Word-for-word transcription is needed for all of the entries.

### Provided information ###

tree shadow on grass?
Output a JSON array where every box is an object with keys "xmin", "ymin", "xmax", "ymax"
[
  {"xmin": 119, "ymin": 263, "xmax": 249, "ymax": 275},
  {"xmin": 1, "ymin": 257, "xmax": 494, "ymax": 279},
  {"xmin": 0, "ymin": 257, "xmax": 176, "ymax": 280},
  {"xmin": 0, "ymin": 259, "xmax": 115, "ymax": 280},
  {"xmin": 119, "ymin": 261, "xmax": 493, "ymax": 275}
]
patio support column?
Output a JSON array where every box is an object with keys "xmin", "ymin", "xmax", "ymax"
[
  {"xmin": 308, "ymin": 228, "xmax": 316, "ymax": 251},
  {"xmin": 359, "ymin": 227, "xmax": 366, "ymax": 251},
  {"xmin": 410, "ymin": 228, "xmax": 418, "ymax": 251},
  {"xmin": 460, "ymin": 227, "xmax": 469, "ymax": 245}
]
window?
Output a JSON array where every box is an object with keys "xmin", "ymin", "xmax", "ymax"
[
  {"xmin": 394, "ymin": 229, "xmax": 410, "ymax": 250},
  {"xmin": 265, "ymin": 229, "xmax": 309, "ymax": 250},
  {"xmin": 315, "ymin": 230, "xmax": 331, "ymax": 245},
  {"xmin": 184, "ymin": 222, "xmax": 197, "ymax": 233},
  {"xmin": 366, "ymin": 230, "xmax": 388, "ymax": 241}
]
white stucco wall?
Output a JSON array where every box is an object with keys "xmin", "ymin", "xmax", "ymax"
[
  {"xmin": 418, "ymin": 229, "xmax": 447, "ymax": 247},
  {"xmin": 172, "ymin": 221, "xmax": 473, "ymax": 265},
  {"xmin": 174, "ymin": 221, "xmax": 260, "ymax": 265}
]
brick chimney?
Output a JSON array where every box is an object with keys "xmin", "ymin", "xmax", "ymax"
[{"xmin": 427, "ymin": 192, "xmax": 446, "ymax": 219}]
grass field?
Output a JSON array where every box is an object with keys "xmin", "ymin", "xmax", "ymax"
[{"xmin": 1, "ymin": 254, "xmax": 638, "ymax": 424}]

###

The answer:
tree shadow on grass?
Output a JSON array where every box is an object with keys "xmin", "ymin", "xmax", "ymax"
[
  {"xmin": 119, "ymin": 263, "xmax": 249, "ymax": 275},
  {"xmin": 1, "ymin": 257, "xmax": 494, "ymax": 279},
  {"xmin": 0, "ymin": 257, "xmax": 176, "ymax": 280},
  {"xmin": 0, "ymin": 259, "xmax": 115, "ymax": 280},
  {"xmin": 119, "ymin": 261, "xmax": 493, "ymax": 275}
]
patio support column?
Output a JSON array where every box is an object with keys "xmin", "ymin", "xmax", "ymax"
[
  {"xmin": 308, "ymin": 228, "xmax": 316, "ymax": 251},
  {"xmin": 359, "ymin": 227, "xmax": 366, "ymax": 251},
  {"xmin": 410, "ymin": 228, "xmax": 418, "ymax": 251},
  {"xmin": 460, "ymin": 227, "xmax": 469, "ymax": 245}
]
window?
Output a JSON array where every box is an object with keys "xmin", "ymin", "xmax", "ymax"
[
  {"xmin": 394, "ymin": 229, "xmax": 410, "ymax": 250},
  {"xmin": 265, "ymin": 229, "xmax": 309, "ymax": 250},
  {"xmin": 315, "ymin": 230, "xmax": 331, "ymax": 245},
  {"xmin": 184, "ymin": 222, "xmax": 197, "ymax": 233},
  {"xmin": 366, "ymin": 230, "xmax": 388, "ymax": 241}
]
white stucco wall?
Output a JSON array where every box is an object with keys "xmin", "ymin", "xmax", "ymax"
[
  {"xmin": 418, "ymin": 229, "xmax": 447, "ymax": 247},
  {"xmin": 172, "ymin": 221, "xmax": 473, "ymax": 265},
  {"xmin": 174, "ymin": 221, "xmax": 260, "ymax": 265}
]
brick chimney?
Output a JSON array where every box is an object with keys "xmin", "ymin", "xmax", "ymax"
[{"xmin": 427, "ymin": 192, "xmax": 446, "ymax": 219}]
grass field?
Output a JSON array where every box is an object with keys "xmin", "ymin", "xmax", "ymax"
[{"xmin": 1, "ymin": 254, "xmax": 638, "ymax": 424}]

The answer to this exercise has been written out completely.